§ **ASSIGNED TASK**: Output the full listing again without altering anything.

§ **PROVIDED INFORMATION**:
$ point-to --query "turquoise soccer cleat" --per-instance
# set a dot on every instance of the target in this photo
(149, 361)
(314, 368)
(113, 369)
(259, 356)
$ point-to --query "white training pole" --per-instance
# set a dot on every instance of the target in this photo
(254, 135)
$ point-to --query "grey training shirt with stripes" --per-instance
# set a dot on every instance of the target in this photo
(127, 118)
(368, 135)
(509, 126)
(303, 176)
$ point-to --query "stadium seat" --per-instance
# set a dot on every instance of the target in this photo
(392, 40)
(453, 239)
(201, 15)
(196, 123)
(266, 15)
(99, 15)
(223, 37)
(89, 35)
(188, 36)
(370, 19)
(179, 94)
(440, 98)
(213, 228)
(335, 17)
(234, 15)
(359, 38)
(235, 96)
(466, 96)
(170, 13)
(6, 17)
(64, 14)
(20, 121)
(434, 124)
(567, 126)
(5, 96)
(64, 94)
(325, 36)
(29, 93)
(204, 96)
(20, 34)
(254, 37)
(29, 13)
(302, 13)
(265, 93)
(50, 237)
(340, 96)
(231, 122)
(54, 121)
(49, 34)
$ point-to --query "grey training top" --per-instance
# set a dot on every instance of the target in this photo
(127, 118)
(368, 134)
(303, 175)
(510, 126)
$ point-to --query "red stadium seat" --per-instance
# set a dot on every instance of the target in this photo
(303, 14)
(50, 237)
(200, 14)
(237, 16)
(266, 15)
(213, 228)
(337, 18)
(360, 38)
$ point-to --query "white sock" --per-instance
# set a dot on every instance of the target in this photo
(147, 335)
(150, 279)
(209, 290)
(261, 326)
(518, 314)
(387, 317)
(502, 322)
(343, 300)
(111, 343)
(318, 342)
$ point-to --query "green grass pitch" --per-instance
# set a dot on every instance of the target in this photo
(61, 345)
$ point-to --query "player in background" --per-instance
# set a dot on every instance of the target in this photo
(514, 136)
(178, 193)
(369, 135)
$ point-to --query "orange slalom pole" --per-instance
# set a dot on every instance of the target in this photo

§ **FINISHED EXERCISE**:
$ point-to --query "turquoise soccer cleat" --per-instance
# set a dot on every instance of the target in this photo
(149, 361)
(314, 368)
(113, 369)
(259, 356)
$ point-to --query "white training pole" --per-instance
# set a dot on every instance of the target in this photo
(254, 135)
$ point-to --query "grey training shirt with stripes" --per-instance
# set a dot on every instance of the target in this photo
(127, 118)
(368, 135)
(509, 126)
(303, 176)
$ point-to --query "stadium seat" --per-instance
# set a dot on every instance of the target in this photo
(392, 40)
(453, 239)
(201, 15)
(196, 123)
(266, 15)
(99, 15)
(223, 37)
(89, 35)
(188, 36)
(370, 19)
(179, 94)
(440, 98)
(213, 228)
(335, 17)
(234, 15)
(359, 38)
(235, 96)
(466, 96)
(170, 13)
(6, 17)
(64, 14)
(20, 121)
(434, 124)
(567, 126)
(5, 96)
(64, 94)
(325, 36)
(29, 93)
(204, 96)
(20, 34)
(254, 37)
(29, 13)
(302, 13)
(265, 93)
(50, 237)
(340, 96)
(231, 122)
(54, 121)
(49, 34)
$ point-to --query "grey training top" --per-instance
# set a dot on every instance of the target in this photo
(127, 118)
(368, 134)
(303, 175)
(510, 126)
$ point-to --query "red stadium seat" --per-instance
# set a dot on every instance of the target in this photo
(303, 14)
(50, 237)
(200, 14)
(237, 16)
(266, 15)
(213, 228)
(337, 18)
(360, 38)
$ point-to --query "white sock" --per-instance
# set a dot on every instance of the target in this photo
(147, 335)
(150, 279)
(209, 290)
(261, 326)
(518, 314)
(387, 317)
(502, 322)
(343, 300)
(111, 343)
(318, 342)
$ point-to --query "green grass pitch" --per-instance
# set a dot on every instance of the target in this photo
(61, 345)
$ point-to --query "player in background" --per-instance
# set a dot on every instance of the target in this photo
(514, 136)
(178, 193)
(369, 135)
$ point-to --query "orange slalom pole" --per-instance
# set a dot on every instance of the target in this photo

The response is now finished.